Input data »
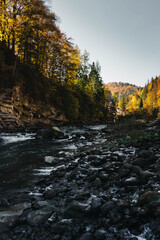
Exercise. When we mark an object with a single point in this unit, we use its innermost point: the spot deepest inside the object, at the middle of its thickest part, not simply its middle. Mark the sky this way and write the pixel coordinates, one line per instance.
(123, 35)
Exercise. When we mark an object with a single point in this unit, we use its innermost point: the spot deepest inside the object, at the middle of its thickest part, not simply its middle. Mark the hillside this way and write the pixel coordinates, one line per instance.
(122, 88)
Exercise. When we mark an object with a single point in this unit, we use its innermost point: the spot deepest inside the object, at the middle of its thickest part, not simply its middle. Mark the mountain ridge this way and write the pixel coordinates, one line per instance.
(122, 88)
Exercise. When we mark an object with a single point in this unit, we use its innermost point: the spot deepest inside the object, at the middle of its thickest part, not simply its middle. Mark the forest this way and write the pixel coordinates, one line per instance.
(36, 54)
(145, 102)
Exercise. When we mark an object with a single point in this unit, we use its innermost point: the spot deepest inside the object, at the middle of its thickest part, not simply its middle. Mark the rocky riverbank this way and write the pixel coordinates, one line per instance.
(18, 112)
(109, 190)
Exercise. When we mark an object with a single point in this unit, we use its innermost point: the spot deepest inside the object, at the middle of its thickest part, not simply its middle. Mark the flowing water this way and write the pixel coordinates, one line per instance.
(22, 155)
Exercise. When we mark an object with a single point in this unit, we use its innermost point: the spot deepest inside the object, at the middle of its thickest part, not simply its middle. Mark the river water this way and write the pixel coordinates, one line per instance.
(22, 156)
(22, 159)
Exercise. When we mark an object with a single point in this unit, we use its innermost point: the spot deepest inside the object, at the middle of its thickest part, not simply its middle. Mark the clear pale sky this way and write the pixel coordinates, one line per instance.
(123, 35)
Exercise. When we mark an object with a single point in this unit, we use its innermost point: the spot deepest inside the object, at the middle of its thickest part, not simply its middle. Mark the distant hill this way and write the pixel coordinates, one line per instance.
(122, 88)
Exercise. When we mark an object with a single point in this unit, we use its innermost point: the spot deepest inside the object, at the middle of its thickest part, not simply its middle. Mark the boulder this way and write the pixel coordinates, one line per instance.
(10, 217)
(154, 123)
(38, 217)
(105, 208)
(51, 160)
(49, 133)
(86, 236)
(76, 209)
(148, 197)
(144, 158)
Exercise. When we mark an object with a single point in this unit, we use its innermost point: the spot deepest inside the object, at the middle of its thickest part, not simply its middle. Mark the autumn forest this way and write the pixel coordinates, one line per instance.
(38, 56)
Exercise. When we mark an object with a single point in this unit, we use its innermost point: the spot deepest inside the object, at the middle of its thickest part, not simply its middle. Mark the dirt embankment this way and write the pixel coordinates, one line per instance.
(19, 112)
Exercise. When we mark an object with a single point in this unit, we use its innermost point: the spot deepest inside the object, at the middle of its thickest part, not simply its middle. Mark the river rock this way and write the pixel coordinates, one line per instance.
(105, 208)
(148, 197)
(49, 133)
(132, 181)
(144, 176)
(96, 203)
(51, 160)
(76, 210)
(40, 204)
(86, 236)
(38, 217)
(11, 216)
(3, 228)
(51, 193)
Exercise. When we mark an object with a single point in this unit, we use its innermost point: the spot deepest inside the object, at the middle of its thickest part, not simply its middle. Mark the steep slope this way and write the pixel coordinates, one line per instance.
(122, 88)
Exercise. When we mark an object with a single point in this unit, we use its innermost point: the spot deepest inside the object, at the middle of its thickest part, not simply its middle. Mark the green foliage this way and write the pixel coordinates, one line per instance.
(35, 53)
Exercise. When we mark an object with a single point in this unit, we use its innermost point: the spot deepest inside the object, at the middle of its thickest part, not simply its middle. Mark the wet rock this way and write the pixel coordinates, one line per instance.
(11, 216)
(49, 133)
(51, 193)
(4, 202)
(86, 236)
(144, 158)
(144, 176)
(148, 197)
(100, 234)
(154, 123)
(95, 203)
(97, 182)
(3, 228)
(51, 160)
(104, 177)
(38, 217)
(41, 204)
(77, 210)
(105, 208)
(132, 181)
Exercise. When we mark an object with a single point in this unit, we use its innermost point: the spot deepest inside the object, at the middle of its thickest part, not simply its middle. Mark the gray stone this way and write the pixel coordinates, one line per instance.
(96, 203)
(76, 210)
(86, 236)
(41, 204)
(49, 133)
(105, 208)
(38, 217)
(148, 197)
(12, 215)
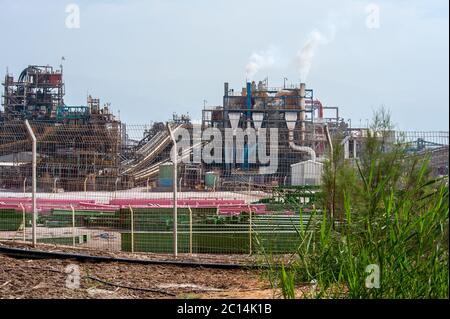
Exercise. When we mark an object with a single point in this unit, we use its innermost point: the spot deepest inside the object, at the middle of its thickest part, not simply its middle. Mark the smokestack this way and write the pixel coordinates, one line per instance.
(302, 111)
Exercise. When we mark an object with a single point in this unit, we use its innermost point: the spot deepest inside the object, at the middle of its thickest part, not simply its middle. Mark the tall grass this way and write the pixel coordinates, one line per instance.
(389, 214)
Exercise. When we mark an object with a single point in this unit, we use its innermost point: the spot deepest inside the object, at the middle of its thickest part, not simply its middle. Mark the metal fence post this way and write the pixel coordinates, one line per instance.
(33, 192)
(250, 230)
(190, 230)
(132, 228)
(73, 225)
(24, 222)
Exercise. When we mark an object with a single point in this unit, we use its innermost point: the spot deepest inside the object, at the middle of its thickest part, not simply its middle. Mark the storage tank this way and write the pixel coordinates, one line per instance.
(165, 177)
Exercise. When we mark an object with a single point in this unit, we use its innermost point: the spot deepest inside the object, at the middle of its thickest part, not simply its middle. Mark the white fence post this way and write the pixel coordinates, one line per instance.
(132, 228)
(24, 222)
(175, 182)
(190, 230)
(33, 192)
(73, 225)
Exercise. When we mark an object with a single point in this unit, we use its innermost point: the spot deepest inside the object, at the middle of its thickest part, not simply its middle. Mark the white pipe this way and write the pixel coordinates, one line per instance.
(33, 192)
(291, 118)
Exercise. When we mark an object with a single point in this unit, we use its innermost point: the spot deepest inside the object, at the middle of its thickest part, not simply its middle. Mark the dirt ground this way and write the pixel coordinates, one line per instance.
(46, 278)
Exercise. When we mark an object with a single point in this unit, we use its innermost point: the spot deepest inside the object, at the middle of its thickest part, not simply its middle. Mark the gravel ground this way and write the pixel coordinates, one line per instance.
(46, 278)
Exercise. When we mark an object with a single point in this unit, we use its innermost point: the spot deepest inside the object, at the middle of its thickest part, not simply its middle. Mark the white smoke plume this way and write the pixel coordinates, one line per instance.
(305, 55)
(259, 61)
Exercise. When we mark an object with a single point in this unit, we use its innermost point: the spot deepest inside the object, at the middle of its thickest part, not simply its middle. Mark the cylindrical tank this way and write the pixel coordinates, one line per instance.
(165, 177)
(211, 179)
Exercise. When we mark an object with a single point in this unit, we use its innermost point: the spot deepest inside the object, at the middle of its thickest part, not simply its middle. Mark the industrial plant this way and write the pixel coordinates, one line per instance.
(85, 147)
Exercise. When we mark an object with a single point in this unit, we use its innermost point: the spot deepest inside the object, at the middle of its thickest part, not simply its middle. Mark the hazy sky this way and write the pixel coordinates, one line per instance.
(153, 58)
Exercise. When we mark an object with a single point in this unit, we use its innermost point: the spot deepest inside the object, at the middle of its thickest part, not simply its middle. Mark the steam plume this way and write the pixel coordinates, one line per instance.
(259, 61)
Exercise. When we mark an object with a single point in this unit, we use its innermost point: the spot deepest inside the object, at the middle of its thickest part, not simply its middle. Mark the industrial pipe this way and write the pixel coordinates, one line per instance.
(33, 192)
(291, 118)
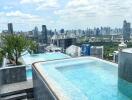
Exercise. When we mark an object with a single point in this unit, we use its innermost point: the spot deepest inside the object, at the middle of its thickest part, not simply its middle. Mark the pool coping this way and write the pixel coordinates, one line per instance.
(58, 93)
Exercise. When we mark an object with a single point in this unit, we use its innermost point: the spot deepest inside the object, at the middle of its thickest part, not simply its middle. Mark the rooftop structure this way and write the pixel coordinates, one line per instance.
(73, 51)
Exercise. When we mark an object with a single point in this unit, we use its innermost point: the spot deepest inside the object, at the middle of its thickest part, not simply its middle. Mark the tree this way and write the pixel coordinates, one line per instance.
(14, 45)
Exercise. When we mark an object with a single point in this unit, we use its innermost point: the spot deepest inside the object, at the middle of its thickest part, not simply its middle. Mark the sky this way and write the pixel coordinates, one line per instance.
(67, 14)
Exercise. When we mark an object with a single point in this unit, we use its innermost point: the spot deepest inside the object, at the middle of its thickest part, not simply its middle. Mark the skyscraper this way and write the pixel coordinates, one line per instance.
(10, 28)
(44, 34)
(126, 30)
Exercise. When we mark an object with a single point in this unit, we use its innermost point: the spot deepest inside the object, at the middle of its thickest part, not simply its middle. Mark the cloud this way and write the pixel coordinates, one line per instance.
(7, 7)
(42, 4)
(20, 15)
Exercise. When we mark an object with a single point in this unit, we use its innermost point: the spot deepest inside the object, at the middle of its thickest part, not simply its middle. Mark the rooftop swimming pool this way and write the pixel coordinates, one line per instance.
(29, 59)
(84, 78)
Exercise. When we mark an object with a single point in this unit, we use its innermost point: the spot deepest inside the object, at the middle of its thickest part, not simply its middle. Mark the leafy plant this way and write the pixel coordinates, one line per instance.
(14, 45)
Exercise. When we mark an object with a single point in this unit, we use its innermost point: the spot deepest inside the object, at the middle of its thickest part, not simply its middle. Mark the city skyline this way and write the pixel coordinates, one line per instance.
(67, 14)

Brief »
Your answer should hold only the lines from the one with "Mark the city" through the end of the listing above, both ends included, written out exactly.

Reply »
Exercise. When we mark an object with a single point in this unit, we use its innermost point: the spot deepest inside the object, at the middle of its thickest part, not simply its middle. Mark the city skyline this way and write the pixel coordinates, one line per instance.
(67, 14)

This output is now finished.